** Exercise requirements **
Extract from the entries below, exactly as given, only the lines from the line containing "Task: point out the futsal ball, placing" to the line containing "Task: point out the black court", both lines included.

++++++++++++++++++++

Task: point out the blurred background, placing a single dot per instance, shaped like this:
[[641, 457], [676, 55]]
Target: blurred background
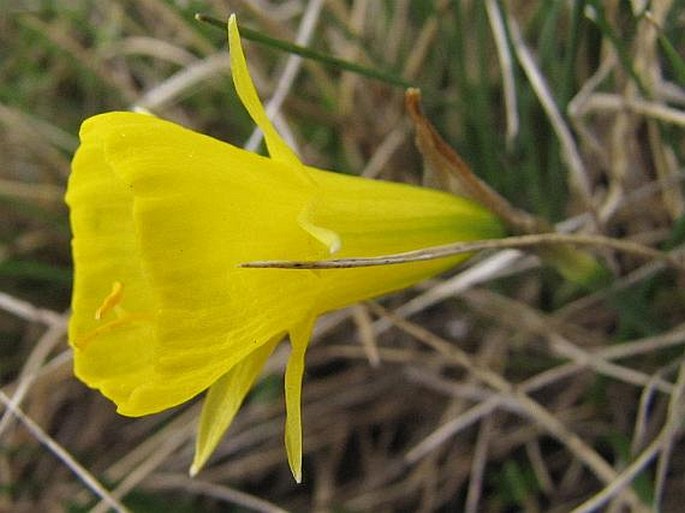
[[499, 387]]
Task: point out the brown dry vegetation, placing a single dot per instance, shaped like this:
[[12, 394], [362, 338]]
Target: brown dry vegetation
[[496, 388]]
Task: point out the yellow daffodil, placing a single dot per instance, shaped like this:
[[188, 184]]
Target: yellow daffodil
[[162, 218]]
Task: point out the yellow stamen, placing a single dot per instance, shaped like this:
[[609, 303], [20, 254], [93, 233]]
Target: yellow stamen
[[112, 300]]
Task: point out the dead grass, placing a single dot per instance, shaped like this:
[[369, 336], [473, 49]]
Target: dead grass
[[498, 388]]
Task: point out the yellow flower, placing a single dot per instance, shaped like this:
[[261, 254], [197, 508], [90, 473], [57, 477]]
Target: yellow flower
[[163, 216]]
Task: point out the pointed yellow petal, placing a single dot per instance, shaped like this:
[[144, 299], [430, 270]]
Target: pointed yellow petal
[[299, 339], [278, 149], [223, 400], [195, 208], [374, 218]]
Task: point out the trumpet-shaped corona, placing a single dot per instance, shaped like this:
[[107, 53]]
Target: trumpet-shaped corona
[[162, 217]]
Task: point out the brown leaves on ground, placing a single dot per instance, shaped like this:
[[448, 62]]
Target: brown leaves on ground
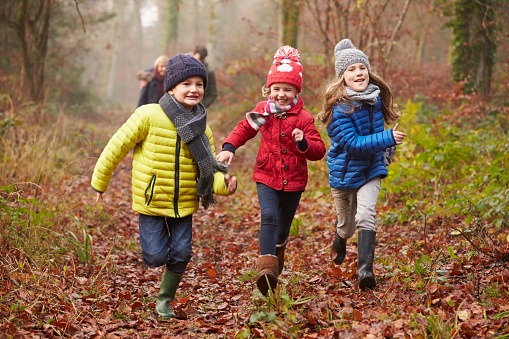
[[114, 297]]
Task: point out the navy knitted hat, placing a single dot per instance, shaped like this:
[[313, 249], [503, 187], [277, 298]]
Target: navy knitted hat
[[181, 67], [346, 54]]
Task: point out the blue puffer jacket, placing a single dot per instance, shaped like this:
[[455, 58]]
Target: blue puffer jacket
[[357, 143]]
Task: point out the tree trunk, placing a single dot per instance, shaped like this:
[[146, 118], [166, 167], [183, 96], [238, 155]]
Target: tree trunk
[[171, 26], [32, 28], [474, 44], [419, 52]]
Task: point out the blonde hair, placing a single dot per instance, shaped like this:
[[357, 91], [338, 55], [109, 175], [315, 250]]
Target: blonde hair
[[334, 94], [161, 59]]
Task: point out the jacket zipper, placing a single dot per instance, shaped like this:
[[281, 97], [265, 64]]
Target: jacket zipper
[[150, 186], [177, 174], [371, 131]]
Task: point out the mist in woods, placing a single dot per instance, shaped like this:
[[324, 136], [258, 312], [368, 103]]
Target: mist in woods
[[93, 49]]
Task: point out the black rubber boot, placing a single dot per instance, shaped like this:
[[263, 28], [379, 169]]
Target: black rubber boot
[[366, 256], [338, 250], [280, 254]]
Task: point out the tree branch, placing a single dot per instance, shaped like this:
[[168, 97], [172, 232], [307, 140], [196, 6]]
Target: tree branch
[[397, 28], [81, 17]]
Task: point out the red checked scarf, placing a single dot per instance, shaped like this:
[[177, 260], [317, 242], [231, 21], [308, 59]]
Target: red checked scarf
[[257, 119]]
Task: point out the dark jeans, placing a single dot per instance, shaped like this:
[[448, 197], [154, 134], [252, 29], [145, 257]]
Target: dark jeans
[[166, 241], [278, 209]]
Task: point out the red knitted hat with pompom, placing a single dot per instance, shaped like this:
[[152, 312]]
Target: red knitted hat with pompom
[[286, 68]]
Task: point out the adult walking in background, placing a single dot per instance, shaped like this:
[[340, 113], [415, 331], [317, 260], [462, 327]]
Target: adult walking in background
[[200, 52]]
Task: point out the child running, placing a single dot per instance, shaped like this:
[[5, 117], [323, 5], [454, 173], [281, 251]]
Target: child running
[[289, 139], [174, 167], [355, 106]]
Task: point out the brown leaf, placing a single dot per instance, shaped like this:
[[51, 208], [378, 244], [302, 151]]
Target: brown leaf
[[357, 315], [212, 273]]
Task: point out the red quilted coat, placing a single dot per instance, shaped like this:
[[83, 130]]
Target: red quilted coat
[[279, 163]]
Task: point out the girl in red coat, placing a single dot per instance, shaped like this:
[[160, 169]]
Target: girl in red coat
[[289, 139]]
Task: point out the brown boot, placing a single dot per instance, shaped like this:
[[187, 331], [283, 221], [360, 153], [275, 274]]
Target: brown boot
[[267, 273], [280, 254]]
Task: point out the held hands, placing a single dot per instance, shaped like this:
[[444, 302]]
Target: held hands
[[297, 135], [231, 182], [398, 135], [224, 156]]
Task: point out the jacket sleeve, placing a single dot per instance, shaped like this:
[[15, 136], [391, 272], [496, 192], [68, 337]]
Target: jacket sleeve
[[143, 99], [219, 186], [129, 134], [316, 148], [343, 132], [243, 131]]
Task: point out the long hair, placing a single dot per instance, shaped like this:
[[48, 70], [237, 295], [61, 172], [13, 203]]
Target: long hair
[[334, 94]]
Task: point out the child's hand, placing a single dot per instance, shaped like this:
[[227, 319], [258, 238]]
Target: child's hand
[[225, 155], [398, 136], [297, 135], [232, 182]]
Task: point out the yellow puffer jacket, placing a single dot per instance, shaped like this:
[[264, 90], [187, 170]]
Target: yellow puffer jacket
[[164, 171]]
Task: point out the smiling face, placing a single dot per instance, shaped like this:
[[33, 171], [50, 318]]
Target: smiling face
[[189, 92], [357, 77], [282, 93]]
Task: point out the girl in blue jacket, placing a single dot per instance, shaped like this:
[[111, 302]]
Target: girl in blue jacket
[[355, 106]]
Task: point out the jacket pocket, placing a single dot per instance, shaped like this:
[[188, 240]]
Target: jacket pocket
[[345, 168], [301, 165], [149, 191], [262, 161]]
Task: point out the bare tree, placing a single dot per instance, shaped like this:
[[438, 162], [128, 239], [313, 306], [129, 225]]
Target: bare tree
[[31, 22]]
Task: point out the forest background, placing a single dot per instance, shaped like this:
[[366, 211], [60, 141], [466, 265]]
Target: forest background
[[70, 267]]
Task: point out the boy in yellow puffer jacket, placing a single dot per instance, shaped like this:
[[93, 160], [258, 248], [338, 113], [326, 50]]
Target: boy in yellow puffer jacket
[[174, 168]]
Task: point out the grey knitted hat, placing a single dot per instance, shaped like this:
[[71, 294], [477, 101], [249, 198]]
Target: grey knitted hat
[[181, 67], [346, 54]]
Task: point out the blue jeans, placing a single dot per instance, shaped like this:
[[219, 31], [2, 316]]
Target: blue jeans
[[278, 209], [166, 241]]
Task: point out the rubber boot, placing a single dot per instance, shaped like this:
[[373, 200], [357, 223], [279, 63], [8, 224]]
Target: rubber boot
[[169, 285], [280, 254], [366, 256], [267, 273], [338, 250]]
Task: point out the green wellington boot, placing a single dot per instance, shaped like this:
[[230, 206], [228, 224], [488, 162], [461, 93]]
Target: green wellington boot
[[338, 248], [169, 285]]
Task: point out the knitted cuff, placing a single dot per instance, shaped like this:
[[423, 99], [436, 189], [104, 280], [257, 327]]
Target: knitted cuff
[[228, 147]]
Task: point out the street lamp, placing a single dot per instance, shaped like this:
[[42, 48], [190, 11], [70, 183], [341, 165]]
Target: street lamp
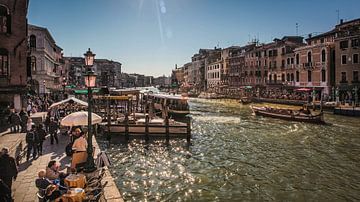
[[64, 85], [44, 82], [90, 82], [356, 95]]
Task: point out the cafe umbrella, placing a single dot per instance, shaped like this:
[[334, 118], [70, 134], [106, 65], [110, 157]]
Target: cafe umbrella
[[80, 119]]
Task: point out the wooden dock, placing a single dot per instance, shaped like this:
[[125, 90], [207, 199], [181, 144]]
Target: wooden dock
[[120, 133]]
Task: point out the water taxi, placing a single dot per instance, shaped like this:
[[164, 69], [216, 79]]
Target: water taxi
[[175, 105], [290, 115]]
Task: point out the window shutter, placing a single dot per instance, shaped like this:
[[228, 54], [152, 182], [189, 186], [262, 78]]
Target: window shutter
[[8, 23]]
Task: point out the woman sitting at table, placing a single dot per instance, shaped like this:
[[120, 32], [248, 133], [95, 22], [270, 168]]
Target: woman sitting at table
[[79, 148], [52, 193], [52, 171], [42, 182]]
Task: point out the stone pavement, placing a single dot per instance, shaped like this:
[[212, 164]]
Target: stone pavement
[[24, 188]]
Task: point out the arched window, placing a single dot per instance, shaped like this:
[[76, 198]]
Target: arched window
[[32, 41], [33, 63], [297, 76], [4, 62], [323, 75], [297, 59], [323, 56], [5, 20], [309, 57]]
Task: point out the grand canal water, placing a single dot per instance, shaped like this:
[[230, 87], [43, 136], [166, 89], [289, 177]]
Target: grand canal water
[[235, 156]]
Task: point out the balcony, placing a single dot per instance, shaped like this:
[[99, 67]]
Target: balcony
[[308, 65], [343, 82]]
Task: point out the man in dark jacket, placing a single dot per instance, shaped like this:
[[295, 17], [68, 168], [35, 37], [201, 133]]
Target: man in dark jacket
[[24, 118], [53, 129], [32, 140], [5, 192], [8, 168], [41, 135], [15, 121]]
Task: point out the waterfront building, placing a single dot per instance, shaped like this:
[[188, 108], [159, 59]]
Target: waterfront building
[[185, 85], [233, 60], [177, 77], [213, 76], [314, 64], [13, 53], [162, 81], [108, 71], [46, 61], [74, 67], [347, 65], [278, 70]]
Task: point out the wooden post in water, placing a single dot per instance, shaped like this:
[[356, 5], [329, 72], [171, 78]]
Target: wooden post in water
[[126, 127], [167, 129], [188, 135], [147, 128]]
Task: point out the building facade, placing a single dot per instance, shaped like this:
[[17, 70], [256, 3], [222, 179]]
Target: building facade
[[108, 73], [13, 53], [47, 69], [347, 65]]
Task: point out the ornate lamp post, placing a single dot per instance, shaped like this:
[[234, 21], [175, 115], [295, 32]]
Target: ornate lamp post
[[356, 95], [44, 86], [64, 85], [90, 82]]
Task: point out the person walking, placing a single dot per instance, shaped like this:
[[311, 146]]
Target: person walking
[[79, 147], [8, 168], [32, 140], [29, 125], [53, 129], [41, 133], [24, 118], [15, 121]]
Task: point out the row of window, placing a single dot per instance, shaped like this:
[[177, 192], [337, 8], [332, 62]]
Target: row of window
[[213, 75], [5, 20], [354, 43], [355, 76], [355, 59], [212, 67], [4, 62]]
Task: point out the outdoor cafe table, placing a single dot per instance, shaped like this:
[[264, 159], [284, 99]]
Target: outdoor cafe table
[[74, 195], [76, 181]]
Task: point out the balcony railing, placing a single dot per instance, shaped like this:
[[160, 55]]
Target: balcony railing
[[308, 65]]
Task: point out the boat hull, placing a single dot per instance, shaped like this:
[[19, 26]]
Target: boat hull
[[316, 119]]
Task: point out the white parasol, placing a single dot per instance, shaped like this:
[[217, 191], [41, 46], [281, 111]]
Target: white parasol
[[80, 119], [71, 99]]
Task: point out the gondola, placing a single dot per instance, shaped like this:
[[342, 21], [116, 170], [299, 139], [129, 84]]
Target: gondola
[[245, 100], [290, 115]]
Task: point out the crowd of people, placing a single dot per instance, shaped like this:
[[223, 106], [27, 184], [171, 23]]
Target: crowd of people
[[50, 180]]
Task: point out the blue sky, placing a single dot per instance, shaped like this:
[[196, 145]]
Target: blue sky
[[151, 36]]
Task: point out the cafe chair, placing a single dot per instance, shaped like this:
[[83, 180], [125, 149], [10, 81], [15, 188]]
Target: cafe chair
[[41, 195], [97, 179], [96, 193]]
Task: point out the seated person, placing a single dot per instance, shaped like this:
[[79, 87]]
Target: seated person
[[52, 171], [52, 193], [42, 182]]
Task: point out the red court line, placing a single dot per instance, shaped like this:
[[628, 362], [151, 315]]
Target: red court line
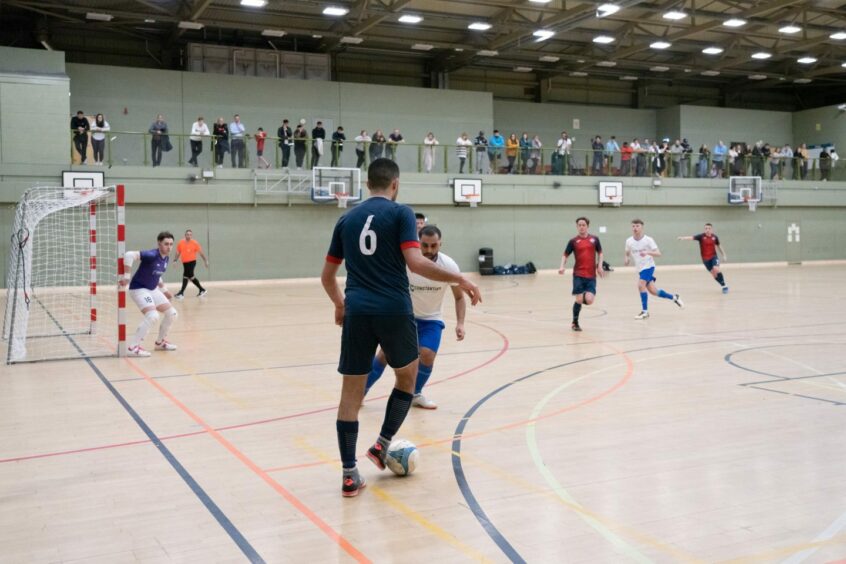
[[620, 383], [246, 461], [502, 351]]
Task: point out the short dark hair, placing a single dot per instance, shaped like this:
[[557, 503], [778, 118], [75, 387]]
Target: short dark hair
[[381, 173], [430, 230]]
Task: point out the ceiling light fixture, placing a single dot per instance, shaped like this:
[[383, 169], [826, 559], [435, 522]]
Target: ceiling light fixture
[[97, 16], [410, 18], [604, 10], [335, 11]]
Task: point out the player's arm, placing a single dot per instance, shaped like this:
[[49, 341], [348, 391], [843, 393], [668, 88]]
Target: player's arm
[[330, 285], [460, 310], [418, 264], [129, 257]]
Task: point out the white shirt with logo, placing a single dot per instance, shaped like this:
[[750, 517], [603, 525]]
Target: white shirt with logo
[[634, 248], [427, 296]]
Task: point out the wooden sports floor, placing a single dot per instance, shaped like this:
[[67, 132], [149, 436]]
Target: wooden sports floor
[[716, 433]]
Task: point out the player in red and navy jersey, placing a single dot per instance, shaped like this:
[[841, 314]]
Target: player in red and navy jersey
[[586, 248], [377, 239], [709, 245]]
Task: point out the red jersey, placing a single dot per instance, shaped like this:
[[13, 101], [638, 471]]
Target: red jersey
[[707, 245], [585, 248]]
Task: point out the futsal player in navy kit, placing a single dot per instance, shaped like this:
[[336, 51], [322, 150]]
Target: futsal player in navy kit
[[585, 247], [377, 239], [148, 292], [709, 244]]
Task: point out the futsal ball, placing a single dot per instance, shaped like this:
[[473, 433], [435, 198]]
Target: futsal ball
[[402, 457]]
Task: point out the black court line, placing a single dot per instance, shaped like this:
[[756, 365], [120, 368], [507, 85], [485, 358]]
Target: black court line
[[779, 379], [198, 490]]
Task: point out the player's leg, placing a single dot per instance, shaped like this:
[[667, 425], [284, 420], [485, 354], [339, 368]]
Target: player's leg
[[358, 345], [168, 315], [397, 334], [376, 369], [429, 341], [144, 300]]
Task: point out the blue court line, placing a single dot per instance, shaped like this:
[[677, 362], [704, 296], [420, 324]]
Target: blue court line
[[201, 494]]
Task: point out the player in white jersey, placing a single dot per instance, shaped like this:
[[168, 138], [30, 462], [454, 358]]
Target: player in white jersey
[[641, 249], [427, 297]]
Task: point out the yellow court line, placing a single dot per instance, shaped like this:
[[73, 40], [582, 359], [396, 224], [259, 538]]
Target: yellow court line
[[395, 503]]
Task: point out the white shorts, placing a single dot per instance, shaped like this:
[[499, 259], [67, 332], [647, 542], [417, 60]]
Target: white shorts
[[145, 298]]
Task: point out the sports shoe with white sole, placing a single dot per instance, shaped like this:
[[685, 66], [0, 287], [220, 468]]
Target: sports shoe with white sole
[[419, 400], [137, 351]]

++++++++++++++++++++

** Your solution **
Task: point out the futsal ball, placing a single dot per instance, shaped like this:
[[473, 433], [435, 198]]
Target: futsal ball
[[402, 457]]
Task: point out the black court line, placing a single dot per instance, shaped like this:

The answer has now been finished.